[Collected data entries]
·····

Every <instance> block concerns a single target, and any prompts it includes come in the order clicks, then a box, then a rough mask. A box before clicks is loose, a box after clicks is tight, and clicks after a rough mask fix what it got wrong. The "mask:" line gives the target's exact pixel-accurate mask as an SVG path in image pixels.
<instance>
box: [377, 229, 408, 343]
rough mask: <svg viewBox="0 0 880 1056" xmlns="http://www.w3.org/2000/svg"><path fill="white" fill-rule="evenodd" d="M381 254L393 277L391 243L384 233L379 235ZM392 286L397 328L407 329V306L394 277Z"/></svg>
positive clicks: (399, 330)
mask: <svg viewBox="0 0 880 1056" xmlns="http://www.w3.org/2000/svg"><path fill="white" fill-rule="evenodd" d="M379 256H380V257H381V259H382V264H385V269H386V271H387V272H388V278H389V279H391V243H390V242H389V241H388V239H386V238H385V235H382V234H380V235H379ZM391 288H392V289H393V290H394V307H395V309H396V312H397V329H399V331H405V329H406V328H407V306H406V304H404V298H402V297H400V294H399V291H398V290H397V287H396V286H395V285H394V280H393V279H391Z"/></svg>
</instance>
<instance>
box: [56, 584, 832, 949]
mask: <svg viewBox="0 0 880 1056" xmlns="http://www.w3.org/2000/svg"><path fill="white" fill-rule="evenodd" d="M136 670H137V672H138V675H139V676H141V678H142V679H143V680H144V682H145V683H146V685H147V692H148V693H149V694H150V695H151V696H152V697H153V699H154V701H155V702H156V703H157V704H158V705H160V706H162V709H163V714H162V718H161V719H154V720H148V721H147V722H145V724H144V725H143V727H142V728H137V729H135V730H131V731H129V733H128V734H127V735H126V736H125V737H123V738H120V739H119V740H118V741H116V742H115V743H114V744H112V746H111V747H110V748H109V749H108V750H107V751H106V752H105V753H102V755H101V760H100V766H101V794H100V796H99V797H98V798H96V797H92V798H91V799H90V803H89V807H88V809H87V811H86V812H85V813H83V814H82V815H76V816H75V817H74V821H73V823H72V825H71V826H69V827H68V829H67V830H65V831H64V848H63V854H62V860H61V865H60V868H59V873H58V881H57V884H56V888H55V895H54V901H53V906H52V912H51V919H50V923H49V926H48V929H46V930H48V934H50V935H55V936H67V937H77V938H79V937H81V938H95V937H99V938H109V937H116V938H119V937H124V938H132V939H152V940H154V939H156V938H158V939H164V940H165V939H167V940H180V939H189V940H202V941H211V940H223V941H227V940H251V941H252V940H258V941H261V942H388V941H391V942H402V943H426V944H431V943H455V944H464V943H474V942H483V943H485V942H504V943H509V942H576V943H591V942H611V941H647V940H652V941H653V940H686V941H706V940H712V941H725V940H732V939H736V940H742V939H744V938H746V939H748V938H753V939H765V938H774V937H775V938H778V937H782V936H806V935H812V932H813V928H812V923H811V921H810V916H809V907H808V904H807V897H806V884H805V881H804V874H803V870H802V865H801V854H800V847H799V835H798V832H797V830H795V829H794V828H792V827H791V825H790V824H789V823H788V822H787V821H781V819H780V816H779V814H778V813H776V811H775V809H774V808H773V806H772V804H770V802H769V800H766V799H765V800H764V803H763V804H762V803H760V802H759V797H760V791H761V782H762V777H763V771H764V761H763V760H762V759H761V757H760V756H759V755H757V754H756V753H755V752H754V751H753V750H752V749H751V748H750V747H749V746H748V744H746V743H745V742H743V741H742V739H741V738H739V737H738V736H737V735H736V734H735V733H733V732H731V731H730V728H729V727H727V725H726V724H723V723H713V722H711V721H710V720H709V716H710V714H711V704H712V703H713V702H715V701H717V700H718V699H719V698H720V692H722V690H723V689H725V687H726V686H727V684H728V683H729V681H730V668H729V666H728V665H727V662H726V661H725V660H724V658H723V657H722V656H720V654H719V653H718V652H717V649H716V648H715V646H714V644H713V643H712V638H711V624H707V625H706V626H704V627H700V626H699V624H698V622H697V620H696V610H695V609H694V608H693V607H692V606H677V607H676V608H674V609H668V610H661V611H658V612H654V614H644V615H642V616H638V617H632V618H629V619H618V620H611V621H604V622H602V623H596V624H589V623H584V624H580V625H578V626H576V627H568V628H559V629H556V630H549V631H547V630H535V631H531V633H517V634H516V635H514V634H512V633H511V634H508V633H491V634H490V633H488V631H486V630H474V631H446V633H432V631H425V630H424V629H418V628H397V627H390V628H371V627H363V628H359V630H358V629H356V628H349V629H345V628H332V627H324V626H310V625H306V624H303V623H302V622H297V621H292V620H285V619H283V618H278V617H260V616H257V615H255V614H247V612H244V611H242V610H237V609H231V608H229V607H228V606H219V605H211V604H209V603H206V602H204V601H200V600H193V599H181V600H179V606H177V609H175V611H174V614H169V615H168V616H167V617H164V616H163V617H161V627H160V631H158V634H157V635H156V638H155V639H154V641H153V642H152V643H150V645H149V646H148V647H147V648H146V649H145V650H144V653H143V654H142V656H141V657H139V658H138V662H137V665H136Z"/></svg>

·····

#### Action item:
Which lines of the records above contain the word "rough"? Report each one in full.

#### Solution to this task:
Every <instance> block concerns a single target, and any prompts it includes come in the order clicks, then a box, then a rough mask. A box before clicks is loose, a box after clicks is tight, and clicks after a rough mask fix what it got wrong. The "mask:" line gives the target's exact pixel-accurate mask as an SVG path in image pixels.
rough mask: <svg viewBox="0 0 880 1056" xmlns="http://www.w3.org/2000/svg"><path fill="white" fill-rule="evenodd" d="M381 254L393 277L391 243L384 233L379 235ZM392 286L397 328L407 329V306L394 277Z"/></svg>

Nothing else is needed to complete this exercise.